** Instructions for the task **
Beginning with the line where "Front: indicate one pin on every instance of the white" appears, restate the lines word for word through the last one in the listing.

Records from a point labeling set
== == ==

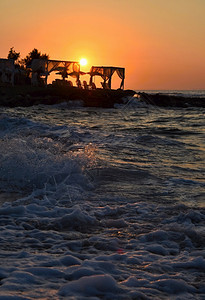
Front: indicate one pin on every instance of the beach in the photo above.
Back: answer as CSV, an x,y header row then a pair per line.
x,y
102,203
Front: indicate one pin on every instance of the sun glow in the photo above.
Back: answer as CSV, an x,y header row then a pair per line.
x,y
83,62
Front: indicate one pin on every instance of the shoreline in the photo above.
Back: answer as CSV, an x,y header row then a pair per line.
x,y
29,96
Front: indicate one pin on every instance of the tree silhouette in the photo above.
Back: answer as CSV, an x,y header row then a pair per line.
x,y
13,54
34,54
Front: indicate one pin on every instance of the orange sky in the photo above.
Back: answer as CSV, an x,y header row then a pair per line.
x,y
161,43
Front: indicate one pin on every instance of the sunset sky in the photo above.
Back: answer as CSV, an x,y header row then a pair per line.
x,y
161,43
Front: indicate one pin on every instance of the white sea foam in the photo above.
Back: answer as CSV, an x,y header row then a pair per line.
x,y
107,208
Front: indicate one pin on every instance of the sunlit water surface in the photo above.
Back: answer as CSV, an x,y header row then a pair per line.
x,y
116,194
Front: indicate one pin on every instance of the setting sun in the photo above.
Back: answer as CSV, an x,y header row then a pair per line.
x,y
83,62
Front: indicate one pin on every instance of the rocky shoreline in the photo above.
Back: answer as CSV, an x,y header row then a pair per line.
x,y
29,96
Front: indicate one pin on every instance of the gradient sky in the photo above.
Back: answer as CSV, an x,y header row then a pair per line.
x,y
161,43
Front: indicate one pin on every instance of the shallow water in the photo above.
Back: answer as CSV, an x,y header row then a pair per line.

== == ==

** Expected answer **
Front: indicate one pin on every instance of the white sea foam in the photo above.
Back: answer as CSV, an x,y header row then a pair per line.
x,y
107,208
Front: indicate one pin on every instance of the sunlit water surface in the photo above.
Back: answer as CSV, an x,y header row then a pair per line.
x,y
116,194
Front: indicate one pin on every instance of the setting sun in the photo above.
Back: answer as CSV, an x,y header row then a pair per line.
x,y
83,62
Front: indicate one pin on every instance of the rocky shoreline in the photo above.
Back: answer as CSV, an x,y header row then a pair per line.
x,y
29,96
Front: indicate one pin on every instance of the gradient sky in the photo above.
Back: answer as CSV, an x,y header row then a pair per line.
x,y
161,43
Front: indicate one pin on every instance of the shallow water in the photo above.
Back: answer as CSV, an x,y header row then a pair per line.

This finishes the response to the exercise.